SOURCE PASSAGE:
* begin *
16. Another significant reason for referring to the judgment of Jagjit Singh [State of Punjab v. Jagjit Singh, (2017) 1 SCC 148 : (2017) 1 SCC (L&S) 1] is that the Court culled out the principles of “equal pay for equal work” from the earlier judgments on the subject and collated them at one place. Further, the Court also drew an important distinction between the grant of benefit of “equal pay for equal work” to temporary employees on the one hand and the status of regular employees on the other hand. Insofar as parameters of principles of “equal pay for equal work” deduced by the Court are concerned (para 42), our purpose of deduction stated in sub-para (vi) thereof is important, which is reproduced below : (SCC p. 207)
“42.6. For placement in a regular pay scale, the claimant has to be a regular appointee. The claimant should have been selected, on the basis of a regular process of recruitment. An employee appointed on a temporary basis cannot claim to be placed in the regular pay scale (see Orissa University of Agriculture & Technology v. Manoj K. Mohanty [Orissa University of Agriculture & Technology v. Manoj K. Mohanty, (2003) 5 SCC 188 : 2003 SCC (L&S) 645] ).”
* end *
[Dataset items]
* begin *
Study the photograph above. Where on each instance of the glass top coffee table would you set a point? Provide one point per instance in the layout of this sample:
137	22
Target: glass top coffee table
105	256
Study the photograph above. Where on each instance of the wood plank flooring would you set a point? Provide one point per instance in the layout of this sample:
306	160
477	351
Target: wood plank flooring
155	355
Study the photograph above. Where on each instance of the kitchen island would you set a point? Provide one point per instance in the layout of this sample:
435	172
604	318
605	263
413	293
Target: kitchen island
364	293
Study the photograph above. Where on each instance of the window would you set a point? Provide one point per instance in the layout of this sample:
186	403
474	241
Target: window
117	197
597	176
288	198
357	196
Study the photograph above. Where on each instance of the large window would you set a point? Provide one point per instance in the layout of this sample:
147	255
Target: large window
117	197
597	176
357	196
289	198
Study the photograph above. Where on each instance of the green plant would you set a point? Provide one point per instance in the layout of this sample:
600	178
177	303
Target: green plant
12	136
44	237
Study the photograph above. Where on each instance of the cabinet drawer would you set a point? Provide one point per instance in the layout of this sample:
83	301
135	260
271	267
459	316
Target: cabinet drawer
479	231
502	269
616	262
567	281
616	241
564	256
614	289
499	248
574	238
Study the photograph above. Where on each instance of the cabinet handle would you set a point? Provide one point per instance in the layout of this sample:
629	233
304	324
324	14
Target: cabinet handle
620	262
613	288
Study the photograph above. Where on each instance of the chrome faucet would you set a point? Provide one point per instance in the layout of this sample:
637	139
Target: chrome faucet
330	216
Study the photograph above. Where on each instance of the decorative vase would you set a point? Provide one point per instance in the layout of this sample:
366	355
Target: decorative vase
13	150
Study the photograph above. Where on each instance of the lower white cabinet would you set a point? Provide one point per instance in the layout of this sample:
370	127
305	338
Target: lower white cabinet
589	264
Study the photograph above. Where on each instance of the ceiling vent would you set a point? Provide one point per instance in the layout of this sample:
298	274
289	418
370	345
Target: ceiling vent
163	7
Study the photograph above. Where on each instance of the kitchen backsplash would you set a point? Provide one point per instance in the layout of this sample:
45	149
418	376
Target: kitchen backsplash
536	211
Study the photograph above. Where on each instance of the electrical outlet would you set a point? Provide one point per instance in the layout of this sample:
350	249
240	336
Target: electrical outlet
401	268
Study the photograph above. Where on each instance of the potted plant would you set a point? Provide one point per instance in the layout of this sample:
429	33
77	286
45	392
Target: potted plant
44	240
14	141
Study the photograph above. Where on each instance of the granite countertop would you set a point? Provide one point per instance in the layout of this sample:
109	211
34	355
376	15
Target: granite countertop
* end *
PROBLEMS TO WORK ON:
A - Answer these questions from the judgment excerpt, one per line:
(i) In which case did the Court gather the principles of "equal pay for equal work" from earlier judgments and collate them in one place?
(ii) According to the quoted sub-para, on what basis should a claimant for a regular pay scale have been selected?
(iii) Which case is cited for the point that an employee appointed on a temporary basis cannot claim the regular pay scale?
B - Summarize the judgment excerpt in two sentences.
C - List every law report citation that the judgment excerpt gives for the two cases it names.
Rely only on the judgment excerpt when responding.

EXERCISE ANSWERS:
A -
(i) State of Punjab v. Jagjit Singh
(ii) A regular process of recruitment
(iii) Orissa University of Agriculture & Technology v. Manoj K. Mohanty

B - In State of Punjab v. Jagjit Singh, the Court collated the principles of "equal pay for equal work" from earlier judgments and distinguished between granting that benefit to temporary employees and the status of regular employees. Its sub-para 42.6 holds that a claimant must be a regular appointee, selected through a regular process of recruitment, to be placed in a regular pay scale, and that a temporary appointee cannot claim that placement.

C -
(2017) 1 SCC 148
(2017) 1 SCC (L&S) 1
(2003) 5 SCC 188
2003 SCC (L&S) 645